## Given passage

______

Friday was an amazing day for me. The story begins 13 years ago, on my first visit to Egypt. During that month, I was a relatively independent traveler. Perhaps a little adventurous. And young and male which helps in these things.
I met a few people during that time, often by riding public buses. Everyone was always willing to help and extremely kind, which is very common here in Egypt. On one occasion, I struck up a conversation on the bus from Giza to downtown with a young man who paid my fare. Nady was headed to work as a cook in one of the downtown hotels, and I was leaving the pyramids. We really hit it off. He told me that he also worked the night shift at a locally well-known neighborhood restaurant in Giza Square (not so near to the pyramids), and that I should stop by some time. This was all on the fly as there were no cell phones, and land lines were a luxury. At some point during my trip, I took him up on the offer and rolled over there at 6am for some fuul, but he was not there. No trouble. He lived nearby and a coworker took me to his apartment. He wasn’t there either, but I met his flatmates. Nady was with his family in a village near Beni Suef, a city about two hours south of Cairo. His friend Gerges, who was also from the same town, suggested we ride down there.

______

## Data
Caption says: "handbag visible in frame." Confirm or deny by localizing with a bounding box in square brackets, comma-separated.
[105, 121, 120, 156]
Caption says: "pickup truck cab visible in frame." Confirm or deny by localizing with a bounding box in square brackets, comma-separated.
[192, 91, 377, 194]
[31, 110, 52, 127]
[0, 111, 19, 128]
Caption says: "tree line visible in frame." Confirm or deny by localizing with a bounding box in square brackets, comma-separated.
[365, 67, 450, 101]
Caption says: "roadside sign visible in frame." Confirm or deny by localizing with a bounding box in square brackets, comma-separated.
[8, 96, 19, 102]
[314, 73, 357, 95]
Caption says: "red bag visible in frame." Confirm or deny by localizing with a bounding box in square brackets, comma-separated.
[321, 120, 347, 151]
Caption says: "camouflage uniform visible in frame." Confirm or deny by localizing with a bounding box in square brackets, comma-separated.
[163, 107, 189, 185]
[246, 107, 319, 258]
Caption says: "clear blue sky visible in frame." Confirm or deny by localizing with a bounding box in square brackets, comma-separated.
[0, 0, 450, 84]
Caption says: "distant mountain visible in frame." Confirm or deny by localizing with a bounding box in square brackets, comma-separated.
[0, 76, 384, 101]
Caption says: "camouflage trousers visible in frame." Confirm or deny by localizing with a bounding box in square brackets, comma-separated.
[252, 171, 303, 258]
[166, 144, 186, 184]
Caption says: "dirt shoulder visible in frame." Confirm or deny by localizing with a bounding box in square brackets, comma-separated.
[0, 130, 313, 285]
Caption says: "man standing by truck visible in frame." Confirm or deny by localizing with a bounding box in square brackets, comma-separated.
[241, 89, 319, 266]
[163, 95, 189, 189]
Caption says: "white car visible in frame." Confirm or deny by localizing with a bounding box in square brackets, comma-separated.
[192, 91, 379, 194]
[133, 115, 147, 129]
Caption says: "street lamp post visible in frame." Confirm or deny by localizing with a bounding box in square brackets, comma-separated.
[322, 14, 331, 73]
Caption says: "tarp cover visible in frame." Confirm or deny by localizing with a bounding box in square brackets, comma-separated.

______

## What you are asked to do
Extend the account of meeting Nady in Egypt, picking up right after its final sentence.

## Output below
It was a memorable day. The transportation itself—from a local train where foreigners were forbidden from riding to the back of a pickup—was an adventure. He was excited and surprised to see me. I met his mother, who graciously fed me. I met his 9-year-old sister who I gave a toy car that she recalls fondly. We walked down by the river. A bunch of little kids who were excited to learn that I was from the US asked me if I knew Van Damme. We took lots of photos.
When I returned to the US, we exchanged letters for a couple of years but then they stopped. A combination, I suspect, of unreliable postal services and correspondents. Fortunately, I saved his mother’s address, along with those of a few other friends, who I met. Soon after I arrived here, I copied some old photographs and sent them along by mail with letters telling them that I now lived in Egypt. A few weeks later, I got a text message from Hadi, a friend I met in Alexandria. He now lives in Qatar. Then I went five months without responses from anyone else so I assumed that we had permanently lost touch. Then, last week, when I was touring Amr Taz Palace in Islamic Cairo, my mobile phone rings with a number I did not recognize.
“Hello Ira. This is Nady, your friend from 13 years ago.”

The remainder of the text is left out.